## Aim of the exercise
Please go through the records below and copy each line that contains the string "belt". Matching is case-sensitive.
______
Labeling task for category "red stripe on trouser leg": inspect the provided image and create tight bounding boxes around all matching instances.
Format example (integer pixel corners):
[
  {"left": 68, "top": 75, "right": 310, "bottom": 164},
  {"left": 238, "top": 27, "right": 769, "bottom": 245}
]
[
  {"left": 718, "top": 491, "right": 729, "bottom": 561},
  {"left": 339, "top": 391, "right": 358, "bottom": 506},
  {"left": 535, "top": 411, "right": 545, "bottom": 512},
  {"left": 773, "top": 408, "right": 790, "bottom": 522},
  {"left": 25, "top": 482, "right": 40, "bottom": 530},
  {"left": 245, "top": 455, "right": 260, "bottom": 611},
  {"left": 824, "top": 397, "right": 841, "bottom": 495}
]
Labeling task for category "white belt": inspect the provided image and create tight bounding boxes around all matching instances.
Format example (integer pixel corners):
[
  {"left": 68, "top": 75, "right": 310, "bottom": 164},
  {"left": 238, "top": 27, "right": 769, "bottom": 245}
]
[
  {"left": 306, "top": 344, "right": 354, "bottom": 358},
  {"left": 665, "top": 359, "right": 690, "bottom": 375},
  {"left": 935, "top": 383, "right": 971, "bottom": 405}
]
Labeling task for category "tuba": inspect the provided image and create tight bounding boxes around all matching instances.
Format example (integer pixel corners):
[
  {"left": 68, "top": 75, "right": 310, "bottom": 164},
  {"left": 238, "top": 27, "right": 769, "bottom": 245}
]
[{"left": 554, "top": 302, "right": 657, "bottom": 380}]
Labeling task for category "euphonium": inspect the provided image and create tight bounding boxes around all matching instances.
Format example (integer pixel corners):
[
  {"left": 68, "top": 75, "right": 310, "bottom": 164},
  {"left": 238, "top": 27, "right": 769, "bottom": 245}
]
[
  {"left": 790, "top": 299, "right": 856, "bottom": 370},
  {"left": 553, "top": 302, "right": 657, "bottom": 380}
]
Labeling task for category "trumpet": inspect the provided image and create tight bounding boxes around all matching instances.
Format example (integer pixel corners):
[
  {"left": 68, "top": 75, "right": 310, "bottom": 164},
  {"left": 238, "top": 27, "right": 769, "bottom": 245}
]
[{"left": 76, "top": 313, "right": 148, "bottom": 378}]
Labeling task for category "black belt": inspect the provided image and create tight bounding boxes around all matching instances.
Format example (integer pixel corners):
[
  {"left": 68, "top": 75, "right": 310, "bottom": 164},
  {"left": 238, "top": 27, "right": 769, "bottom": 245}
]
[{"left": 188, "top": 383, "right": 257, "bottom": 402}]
______
## In response
Labeling task for category "white belt": inspect the provided image and create tight bounding boxes around all matching instances.
Labeling task for category "black belt": inspect the provided image and create tight bounding boxes around all matching instances.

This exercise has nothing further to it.